> STATED EXERCISE 1
Determine how many lines in the listing contain the string "undergrowth", and reply with that number alone.
:: GIVEN PASSAGE ::
I do like lamb chops when we are at a restaurant that serves them.  We also like preparing and cooking a leg of lamb, although we usually have to order one from our butcher.  If it is prepared properly, leg of lamb is really a fine roast!  We only have it for special occasions.   New Years, Easter, etc.


----------



## RadishRose (Apr 27, 2022)

I love broiled loin lamb chops, medium rare, with nothing more than a bit of salt. Also a roast leg of lamb with a few slivers of garlic inserted throughout.


----------



## Capt Lightning (Apr 27, 2022)

MountainRa said:


> Never heard the term ’hogget’. You truly can learn something new everyday .
> 
> I like ground lamb but rarely eat due to the expense.


Hogget is a sheep between 1 and 2 years old.  Lamb is up to 1 year and  Mutton is 2 years and older.


----------



## win231 (Apr 27, 2022)

I love lamb.
:::
> STATED EXERCISE 2
From the lamb discussion above, output verbatim the portion starting with "I love broiled" and going on through "new everyday .".
:: TASK INPUT ::
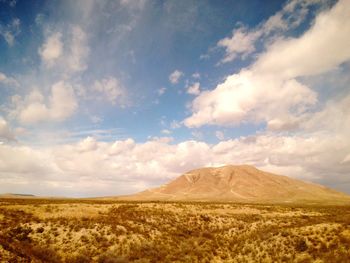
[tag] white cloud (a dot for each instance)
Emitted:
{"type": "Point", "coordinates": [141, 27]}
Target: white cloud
{"type": "Point", "coordinates": [66, 51]}
{"type": "Point", "coordinates": [111, 89]}
{"type": "Point", "coordinates": [194, 89]}
{"type": "Point", "coordinates": [196, 75]}
{"type": "Point", "coordinates": [33, 109]}
{"type": "Point", "coordinates": [268, 91]}
{"type": "Point", "coordinates": [8, 80]}
{"type": "Point", "coordinates": [175, 124]}
{"type": "Point", "coordinates": [10, 31]}
{"type": "Point", "coordinates": [125, 163]}
{"type": "Point", "coordinates": [220, 135]}
{"type": "Point", "coordinates": [161, 91]}
{"type": "Point", "coordinates": [52, 48]}
{"type": "Point", "coordinates": [5, 131]}
{"type": "Point", "coordinates": [175, 76]}
{"type": "Point", "coordinates": [165, 131]}
{"type": "Point", "coordinates": [78, 49]}
{"type": "Point", "coordinates": [242, 42]}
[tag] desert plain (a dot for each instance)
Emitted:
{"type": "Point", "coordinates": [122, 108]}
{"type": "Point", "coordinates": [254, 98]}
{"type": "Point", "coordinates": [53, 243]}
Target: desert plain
{"type": "Point", "coordinates": [83, 230]}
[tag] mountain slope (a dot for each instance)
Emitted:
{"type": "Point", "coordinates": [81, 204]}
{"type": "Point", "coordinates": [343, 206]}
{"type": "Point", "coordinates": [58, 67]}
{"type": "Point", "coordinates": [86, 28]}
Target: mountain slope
{"type": "Point", "coordinates": [240, 183]}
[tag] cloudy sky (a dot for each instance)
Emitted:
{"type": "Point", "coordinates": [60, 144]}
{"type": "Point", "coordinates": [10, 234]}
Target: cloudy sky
{"type": "Point", "coordinates": [113, 97]}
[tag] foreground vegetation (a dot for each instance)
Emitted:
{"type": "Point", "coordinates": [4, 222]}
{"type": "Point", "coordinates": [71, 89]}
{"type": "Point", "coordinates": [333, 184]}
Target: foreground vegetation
{"type": "Point", "coordinates": [33, 230]}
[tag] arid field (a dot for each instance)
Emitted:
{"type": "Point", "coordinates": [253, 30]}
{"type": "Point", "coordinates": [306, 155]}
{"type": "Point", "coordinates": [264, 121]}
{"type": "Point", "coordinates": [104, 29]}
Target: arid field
{"type": "Point", "coordinates": [68, 230]}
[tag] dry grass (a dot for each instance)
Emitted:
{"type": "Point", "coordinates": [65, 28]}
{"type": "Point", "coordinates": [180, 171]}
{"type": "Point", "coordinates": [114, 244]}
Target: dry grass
{"type": "Point", "coordinates": [33, 230]}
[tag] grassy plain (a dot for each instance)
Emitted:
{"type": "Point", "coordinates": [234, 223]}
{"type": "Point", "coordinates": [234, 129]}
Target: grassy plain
{"type": "Point", "coordinates": [49, 230]}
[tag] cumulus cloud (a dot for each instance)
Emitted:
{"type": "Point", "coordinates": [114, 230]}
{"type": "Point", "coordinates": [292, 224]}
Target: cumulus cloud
{"type": "Point", "coordinates": [220, 135]}
{"type": "Point", "coordinates": [10, 31]}
{"type": "Point", "coordinates": [5, 131]}
{"type": "Point", "coordinates": [243, 40]}
{"type": "Point", "coordinates": [175, 76]}
{"type": "Point", "coordinates": [268, 91]}
{"type": "Point", "coordinates": [67, 50]}
{"type": "Point", "coordinates": [161, 91]}
{"type": "Point", "coordinates": [33, 108]}
{"type": "Point", "coordinates": [111, 89]}
{"type": "Point", "coordinates": [194, 89]}
{"type": "Point", "coordinates": [52, 48]}
{"type": "Point", "coordinates": [320, 158]}
{"type": "Point", "coordinates": [8, 80]}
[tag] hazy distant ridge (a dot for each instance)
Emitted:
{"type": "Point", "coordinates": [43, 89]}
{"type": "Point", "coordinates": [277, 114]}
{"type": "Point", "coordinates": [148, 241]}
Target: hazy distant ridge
{"type": "Point", "coordinates": [241, 183]}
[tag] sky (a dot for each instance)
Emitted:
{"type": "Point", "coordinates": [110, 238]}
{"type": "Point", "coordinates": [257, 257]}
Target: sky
{"type": "Point", "coordinates": [101, 98]}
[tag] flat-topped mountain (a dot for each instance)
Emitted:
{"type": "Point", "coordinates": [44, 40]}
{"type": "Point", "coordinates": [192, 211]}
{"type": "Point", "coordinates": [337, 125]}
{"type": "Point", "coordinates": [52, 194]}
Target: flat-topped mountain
{"type": "Point", "coordinates": [239, 183]}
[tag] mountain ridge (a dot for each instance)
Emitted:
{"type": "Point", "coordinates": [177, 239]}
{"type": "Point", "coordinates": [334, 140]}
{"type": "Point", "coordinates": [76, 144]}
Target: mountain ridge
{"type": "Point", "coordinates": [238, 183]}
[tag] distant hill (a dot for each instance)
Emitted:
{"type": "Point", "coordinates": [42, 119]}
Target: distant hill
{"type": "Point", "coordinates": [12, 195]}
{"type": "Point", "coordinates": [239, 183]}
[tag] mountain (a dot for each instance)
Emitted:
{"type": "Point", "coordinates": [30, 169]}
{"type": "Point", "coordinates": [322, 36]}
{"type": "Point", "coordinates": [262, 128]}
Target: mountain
{"type": "Point", "coordinates": [239, 183]}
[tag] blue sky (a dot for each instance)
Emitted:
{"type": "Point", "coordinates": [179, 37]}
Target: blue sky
{"type": "Point", "coordinates": [112, 97]}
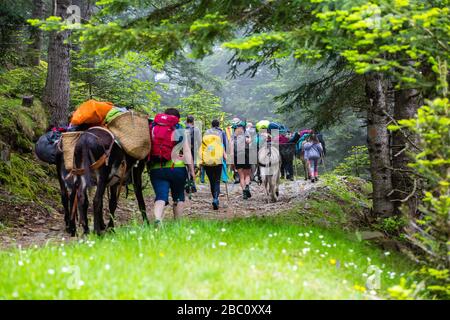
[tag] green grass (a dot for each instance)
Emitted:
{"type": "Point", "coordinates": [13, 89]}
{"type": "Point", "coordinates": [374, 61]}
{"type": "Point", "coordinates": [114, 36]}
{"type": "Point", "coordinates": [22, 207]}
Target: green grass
{"type": "Point", "coordinates": [239, 259]}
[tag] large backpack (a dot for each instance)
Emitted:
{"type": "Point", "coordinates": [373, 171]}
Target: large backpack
{"type": "Point", "coordinates": [298, 146]}
{"type": "Point", "coordinates": [212, 150]}
{"type": "Point", "coordinates": [162, 135]}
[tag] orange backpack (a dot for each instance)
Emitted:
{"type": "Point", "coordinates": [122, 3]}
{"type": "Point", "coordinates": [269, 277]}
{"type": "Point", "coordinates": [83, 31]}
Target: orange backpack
{"type": "Point", "coordinates": [91, 112]}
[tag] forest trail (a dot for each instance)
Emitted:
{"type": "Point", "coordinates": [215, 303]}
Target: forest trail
{"type": "Point", "coordinates": [31, 228]}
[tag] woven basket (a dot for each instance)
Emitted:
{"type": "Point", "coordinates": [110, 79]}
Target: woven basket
{"type": "Point", "coordinates": [132, 131]}
{"type": "Point", "coordinates": [69, 140]}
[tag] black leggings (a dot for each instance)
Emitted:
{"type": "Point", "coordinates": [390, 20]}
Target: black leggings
{"type": "Point", "coordinates": [214, 173]}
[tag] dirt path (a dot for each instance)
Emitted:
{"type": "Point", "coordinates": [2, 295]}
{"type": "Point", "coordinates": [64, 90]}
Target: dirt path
{"type": "Point", "coordinates": [31, 227]}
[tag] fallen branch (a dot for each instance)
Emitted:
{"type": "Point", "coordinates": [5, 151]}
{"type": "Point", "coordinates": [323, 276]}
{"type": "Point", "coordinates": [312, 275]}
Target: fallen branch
{"type": "Point", "coordinates": [409, 195]}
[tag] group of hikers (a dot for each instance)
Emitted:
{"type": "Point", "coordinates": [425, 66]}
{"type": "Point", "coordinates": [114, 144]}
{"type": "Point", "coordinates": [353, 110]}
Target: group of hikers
{"type": "Point", "coordinates": [180, 151]}
{"type": "Point", "coordinates": [234, 145]}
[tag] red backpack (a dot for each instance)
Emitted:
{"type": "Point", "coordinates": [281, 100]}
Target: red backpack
{"type": "Point", "coordinates": [162, 135]}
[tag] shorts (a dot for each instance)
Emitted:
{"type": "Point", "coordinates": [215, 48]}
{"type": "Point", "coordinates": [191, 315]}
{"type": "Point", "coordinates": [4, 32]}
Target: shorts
{"type": "Point", "coordinates": [243, 166]}
{"type": "Point", "coordinates": [168, 179]}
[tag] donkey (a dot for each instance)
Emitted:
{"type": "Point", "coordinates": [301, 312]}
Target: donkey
{"type": "Point", "coordinates": [100, 161]}
{"type": "Point", "coordinates": [66, 184]}
{"type": "Point", "coordinates": [269, 162]}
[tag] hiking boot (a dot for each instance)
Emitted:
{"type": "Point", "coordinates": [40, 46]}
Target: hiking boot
{"type": "Point", "coordinates": [216, 204]}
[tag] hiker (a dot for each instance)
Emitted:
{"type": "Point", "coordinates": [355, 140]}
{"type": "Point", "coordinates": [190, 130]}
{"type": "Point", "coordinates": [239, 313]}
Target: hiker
{"type": "Point", "coordinates": [194, 137]}
{"type": "Point", "coordinates": [313, 151]}
{"type": "Point", "coordinates": [240, 151]}
{"type": "Point", "coordinates": [213, 155]}
{"type": "Point", "coordinates": [287, 152]}
{"type": "Point", "coordinates": [230, 134]}
{"type": "Point", "coordinates": [167, 174]}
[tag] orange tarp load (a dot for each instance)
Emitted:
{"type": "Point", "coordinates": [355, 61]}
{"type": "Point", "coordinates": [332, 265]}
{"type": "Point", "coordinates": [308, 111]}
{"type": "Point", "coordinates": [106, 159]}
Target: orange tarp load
{"type": "Point", "coordinates": [91, 112]}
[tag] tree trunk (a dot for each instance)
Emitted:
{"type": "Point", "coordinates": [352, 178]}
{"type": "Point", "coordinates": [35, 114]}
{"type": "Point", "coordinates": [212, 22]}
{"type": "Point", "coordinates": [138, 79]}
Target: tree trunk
{"type": "Point", "coordinates": [378, 143]}
{"type": "Point", "coordinates": [404, 144]}
{"type": "Point", "coordinates": [35, 47]}
{"type": "Point", "coordinates": [57, 87]}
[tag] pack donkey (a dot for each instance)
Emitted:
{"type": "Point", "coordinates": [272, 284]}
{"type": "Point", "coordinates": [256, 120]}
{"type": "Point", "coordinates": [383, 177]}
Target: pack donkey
{"type": "Point", "coordinates": [100, 161]}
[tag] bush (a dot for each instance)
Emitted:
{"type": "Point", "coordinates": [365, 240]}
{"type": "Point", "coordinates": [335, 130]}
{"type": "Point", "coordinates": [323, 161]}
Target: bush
{"type": "Point", "coordinates": [23, 81]}
{"type": "Point", "coordinates": [430, 233]}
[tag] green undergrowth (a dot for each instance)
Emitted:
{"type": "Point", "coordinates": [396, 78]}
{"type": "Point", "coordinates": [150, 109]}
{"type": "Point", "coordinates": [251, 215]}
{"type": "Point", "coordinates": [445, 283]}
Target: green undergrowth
{"type": "Point", "coordinates": [20, 126]}
{"type": "Point", "coordinates": [28, 180]}
{"type": "Point", "coordinates": [253, 258]}
{"type": "Point", "coordinates": [339, 202]}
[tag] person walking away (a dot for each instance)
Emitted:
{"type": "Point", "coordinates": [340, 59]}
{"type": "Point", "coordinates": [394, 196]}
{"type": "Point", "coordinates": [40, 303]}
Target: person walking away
{"type": "Point", "coordinates": [240, 152]}
{"type": "Point", "coordinates": [213, 154]}
{"type": "Point", "coordinates": [313, 152]}
{"type": "Point", "coordinates": [287, 156]}
{"type": "Point", "coordinates": [169, 173]}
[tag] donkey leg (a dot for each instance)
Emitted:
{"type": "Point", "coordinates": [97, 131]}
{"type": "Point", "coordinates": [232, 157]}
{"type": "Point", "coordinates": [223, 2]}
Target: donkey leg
{"type": "Point", "coordinates": [84, 205]}
{"type": "Point", "coordinates": [99, 225]}
{"type": "Point", "coordinates": [71, 227]}
{"type": "Point", "coordinates": [112, 205]}
{"type": "Point", "coordinates": [137, 179]}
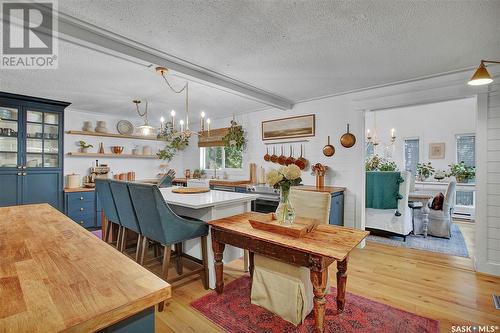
:::
> RIGHT ANSWER 1
2

> RIGHT ANSWER 2
I love broiled loin lamb chops, medium rare, with nothing more than a bit of salt. Also a roast leg of lamb with a few slivers of garlic inserted throughout.


----------



## Capt Lightning (Apr 27, 2022)

MountainRa said:


> Never heard the term ’hogget’. You truly can learn something new everyday .